▸ GIVEN INSTRUCTION:
Produce an exact copy of the lines from the line containing "segment: sofa armrest" through the last line of the listing below, both ends included, and nothing else.

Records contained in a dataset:
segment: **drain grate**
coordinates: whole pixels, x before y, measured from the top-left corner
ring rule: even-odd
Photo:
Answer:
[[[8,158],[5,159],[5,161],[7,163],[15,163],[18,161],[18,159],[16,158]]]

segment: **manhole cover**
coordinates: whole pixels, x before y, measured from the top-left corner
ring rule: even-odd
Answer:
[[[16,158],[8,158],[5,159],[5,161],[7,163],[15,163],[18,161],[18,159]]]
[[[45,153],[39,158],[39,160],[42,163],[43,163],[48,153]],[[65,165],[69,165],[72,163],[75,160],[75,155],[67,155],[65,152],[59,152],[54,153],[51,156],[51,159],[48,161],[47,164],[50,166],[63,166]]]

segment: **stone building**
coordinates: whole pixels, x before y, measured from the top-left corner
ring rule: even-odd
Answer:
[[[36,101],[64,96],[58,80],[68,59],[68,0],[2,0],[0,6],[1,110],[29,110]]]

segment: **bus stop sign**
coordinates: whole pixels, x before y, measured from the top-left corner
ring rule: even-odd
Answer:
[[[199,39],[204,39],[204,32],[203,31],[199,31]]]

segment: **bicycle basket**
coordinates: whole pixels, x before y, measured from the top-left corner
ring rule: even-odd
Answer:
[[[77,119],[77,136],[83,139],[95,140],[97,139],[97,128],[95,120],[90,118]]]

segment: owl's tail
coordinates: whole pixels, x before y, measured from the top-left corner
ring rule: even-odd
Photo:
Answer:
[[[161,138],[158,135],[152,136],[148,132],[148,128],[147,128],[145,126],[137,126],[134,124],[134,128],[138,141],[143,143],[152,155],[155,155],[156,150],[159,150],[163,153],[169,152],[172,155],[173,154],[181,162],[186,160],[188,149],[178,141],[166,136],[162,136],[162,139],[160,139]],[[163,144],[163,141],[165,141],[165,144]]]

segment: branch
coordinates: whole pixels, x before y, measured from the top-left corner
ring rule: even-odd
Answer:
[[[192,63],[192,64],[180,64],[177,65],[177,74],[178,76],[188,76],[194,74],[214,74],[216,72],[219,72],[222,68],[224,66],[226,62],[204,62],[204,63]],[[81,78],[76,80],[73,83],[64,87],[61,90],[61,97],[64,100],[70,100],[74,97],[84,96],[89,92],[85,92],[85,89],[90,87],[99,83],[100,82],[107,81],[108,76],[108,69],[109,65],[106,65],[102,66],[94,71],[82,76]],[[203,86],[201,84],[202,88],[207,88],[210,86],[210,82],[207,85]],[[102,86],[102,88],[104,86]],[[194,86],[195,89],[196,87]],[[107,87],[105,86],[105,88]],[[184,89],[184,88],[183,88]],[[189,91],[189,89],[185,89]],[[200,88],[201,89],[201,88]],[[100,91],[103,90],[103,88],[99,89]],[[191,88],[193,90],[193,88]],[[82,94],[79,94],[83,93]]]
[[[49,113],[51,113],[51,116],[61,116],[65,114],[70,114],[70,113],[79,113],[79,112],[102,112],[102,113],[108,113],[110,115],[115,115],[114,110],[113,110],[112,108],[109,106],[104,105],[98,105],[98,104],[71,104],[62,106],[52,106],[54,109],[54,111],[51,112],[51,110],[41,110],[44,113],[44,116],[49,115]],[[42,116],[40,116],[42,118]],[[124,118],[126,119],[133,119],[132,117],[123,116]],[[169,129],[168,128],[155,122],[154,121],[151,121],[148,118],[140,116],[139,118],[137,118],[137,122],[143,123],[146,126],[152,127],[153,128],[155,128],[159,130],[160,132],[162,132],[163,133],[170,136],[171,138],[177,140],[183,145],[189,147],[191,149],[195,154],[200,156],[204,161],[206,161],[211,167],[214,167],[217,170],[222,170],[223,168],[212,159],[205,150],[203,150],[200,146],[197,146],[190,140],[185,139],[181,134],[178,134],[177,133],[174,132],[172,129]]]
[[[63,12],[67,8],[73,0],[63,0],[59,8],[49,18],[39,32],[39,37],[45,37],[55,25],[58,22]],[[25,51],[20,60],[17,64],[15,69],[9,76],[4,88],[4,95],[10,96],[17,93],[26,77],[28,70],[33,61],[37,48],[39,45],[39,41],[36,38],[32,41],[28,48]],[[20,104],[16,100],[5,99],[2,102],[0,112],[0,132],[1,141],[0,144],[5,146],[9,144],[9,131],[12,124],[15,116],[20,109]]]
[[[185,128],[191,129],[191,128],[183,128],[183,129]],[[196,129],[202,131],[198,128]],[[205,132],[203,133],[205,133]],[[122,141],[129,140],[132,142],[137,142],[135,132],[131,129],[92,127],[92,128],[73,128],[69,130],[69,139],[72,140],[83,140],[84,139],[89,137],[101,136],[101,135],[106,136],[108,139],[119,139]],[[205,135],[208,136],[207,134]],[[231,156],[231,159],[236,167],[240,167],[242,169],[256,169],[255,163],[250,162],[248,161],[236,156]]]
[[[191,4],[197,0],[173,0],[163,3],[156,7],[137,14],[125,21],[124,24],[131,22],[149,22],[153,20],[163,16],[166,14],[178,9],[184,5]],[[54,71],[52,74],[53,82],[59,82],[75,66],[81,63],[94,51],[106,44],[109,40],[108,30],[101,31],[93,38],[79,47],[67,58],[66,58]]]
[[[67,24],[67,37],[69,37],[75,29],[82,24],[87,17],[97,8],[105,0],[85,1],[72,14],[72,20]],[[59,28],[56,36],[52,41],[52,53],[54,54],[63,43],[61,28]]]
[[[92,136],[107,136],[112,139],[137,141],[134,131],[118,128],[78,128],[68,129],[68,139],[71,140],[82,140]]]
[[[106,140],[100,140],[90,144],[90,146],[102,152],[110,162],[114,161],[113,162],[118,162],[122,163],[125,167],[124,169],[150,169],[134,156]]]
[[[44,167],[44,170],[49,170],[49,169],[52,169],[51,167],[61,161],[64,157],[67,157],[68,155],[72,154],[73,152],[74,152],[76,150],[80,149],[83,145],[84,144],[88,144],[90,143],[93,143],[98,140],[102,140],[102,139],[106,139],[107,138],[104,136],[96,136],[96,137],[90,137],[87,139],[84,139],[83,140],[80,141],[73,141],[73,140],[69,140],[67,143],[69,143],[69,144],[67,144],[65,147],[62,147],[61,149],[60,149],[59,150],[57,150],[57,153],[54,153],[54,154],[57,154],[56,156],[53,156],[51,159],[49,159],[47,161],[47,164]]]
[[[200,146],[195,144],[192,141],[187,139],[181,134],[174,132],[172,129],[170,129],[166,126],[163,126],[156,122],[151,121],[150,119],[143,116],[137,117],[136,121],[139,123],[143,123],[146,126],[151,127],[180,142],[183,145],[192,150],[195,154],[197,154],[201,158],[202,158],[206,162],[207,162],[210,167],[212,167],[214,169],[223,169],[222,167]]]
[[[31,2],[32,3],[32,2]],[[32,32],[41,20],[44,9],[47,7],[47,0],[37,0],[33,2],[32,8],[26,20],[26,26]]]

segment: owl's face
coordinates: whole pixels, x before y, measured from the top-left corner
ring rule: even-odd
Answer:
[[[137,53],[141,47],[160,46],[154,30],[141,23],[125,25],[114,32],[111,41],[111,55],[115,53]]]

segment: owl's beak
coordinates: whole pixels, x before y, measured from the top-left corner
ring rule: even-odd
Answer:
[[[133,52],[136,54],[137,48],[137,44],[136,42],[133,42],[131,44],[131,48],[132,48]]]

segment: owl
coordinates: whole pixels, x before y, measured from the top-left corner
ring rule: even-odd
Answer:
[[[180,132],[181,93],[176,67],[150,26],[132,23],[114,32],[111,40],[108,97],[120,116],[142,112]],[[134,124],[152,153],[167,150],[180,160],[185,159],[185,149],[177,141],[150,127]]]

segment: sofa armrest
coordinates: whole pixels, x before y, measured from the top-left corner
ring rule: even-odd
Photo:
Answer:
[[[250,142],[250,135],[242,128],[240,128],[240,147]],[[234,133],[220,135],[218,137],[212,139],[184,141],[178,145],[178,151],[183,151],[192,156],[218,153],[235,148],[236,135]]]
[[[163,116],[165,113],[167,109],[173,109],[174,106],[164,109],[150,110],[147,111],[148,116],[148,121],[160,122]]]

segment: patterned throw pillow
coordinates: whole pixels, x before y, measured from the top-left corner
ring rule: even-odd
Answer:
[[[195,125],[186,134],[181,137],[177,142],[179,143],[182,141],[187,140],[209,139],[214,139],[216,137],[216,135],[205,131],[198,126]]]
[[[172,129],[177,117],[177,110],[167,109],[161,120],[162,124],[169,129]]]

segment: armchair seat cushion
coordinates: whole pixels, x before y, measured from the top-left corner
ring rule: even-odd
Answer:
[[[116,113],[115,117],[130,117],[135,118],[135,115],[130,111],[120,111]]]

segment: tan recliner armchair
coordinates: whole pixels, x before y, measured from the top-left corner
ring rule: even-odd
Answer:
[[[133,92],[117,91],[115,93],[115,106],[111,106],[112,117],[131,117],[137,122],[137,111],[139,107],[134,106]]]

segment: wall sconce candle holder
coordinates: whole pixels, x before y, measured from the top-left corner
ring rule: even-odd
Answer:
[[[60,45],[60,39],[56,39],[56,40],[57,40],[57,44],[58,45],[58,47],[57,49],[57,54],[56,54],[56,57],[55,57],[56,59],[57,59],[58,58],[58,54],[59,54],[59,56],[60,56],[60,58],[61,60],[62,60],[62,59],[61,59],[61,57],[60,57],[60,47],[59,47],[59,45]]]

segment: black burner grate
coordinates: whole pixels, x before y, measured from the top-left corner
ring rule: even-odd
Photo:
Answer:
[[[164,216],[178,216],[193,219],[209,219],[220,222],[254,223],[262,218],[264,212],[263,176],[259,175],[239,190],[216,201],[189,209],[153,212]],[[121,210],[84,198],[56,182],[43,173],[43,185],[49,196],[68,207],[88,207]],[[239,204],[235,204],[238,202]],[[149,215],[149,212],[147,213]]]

▸ SOLUTION FOR THIS PROBLEM:
segment: sofa armrest
coordinates: whole pixels, x before y, measured from the top-left corner
ring rule: even-odd
Photo:
Answer:
[[[250,142],[250,135],[242,128],[240,128],[240,147]],[[234,133],[220,135],[218,137],[212,139],[184,141],[178,145],[178,151],[183,151],[192,156],[218,153],[235,148],[236,135]]]
[[[163,116],[165,113],[167,109],[173,109],[174,106],[164,109],[150,110],[147,111],[148,116],[148,121],[160,122]]]

segment: patterned throw pillow
coordinates: whole pixels, x before y, measured from the top-left corner
ring rule: even-odd
Answer:
[[[195,125],[186,134],[181,137],[177,142],[179,143],[182,141],[187,140],[209,139],[214,139],[216,137],[216,135],[205,131],[198,126]]]
[[[172,129],[177,117],[177,110],[167,109],[161,120],[162,124],[169,129]]]

segment: armchair seat cushion
coordinates: whole pixels, x before y, measured from the top-left corner
ring rule: even-odd
Answer:
[[[116,113],[115,117],[130,117],[135,118],[135,115],[130,111],[120,111]]]

segment: tan recliner armchair
coordinates: whole pixels, x before y, measured from the top-left corner
ring rule: even-odd
Answer:
[[[133,92],[117,91],[115,93],[115,106],[111,106],[112,117],[131,117],[137,122],[137,111],[139,107],[134,106]]]

segment: wall sconce candle holder
coordinates: whole pixels, x before y, measured from the top-left corner
ring rule: even-odd
Answer:
[[[60,45],[60,39],[56,39],[56,40],[57,40],[57,44],[58,45],[58,47],[57,49],[57,54],[56,54],[56,57],[55,57],[56,59],[57,59],[58,58],[58,54],[59,54],[59,56],[60,56],[60,58],[61,60],[62,60],[62,59],[61,59],[61,57],[60,57],[60,47],[59,47],[59,45]]]

segment: black burner grate
coordinates: whole pixels, x before y, measured from the top-left corner
ring rule: even-odd
Photo:
Answer:
[[[164,216],[178,216],[193,219],[209,219],[220,222],[254,223],[262,218],[264,212],[263,176],[259,175],[239,190],[216,201],[189,209],[153,212]],[[121,210],[84,198],[56,182],[43,173],[43,185],[49,196],[68,207],[88,207]],[[239,204],[235,204],[238,202]],[[149,215],[149,212],[147,213]]]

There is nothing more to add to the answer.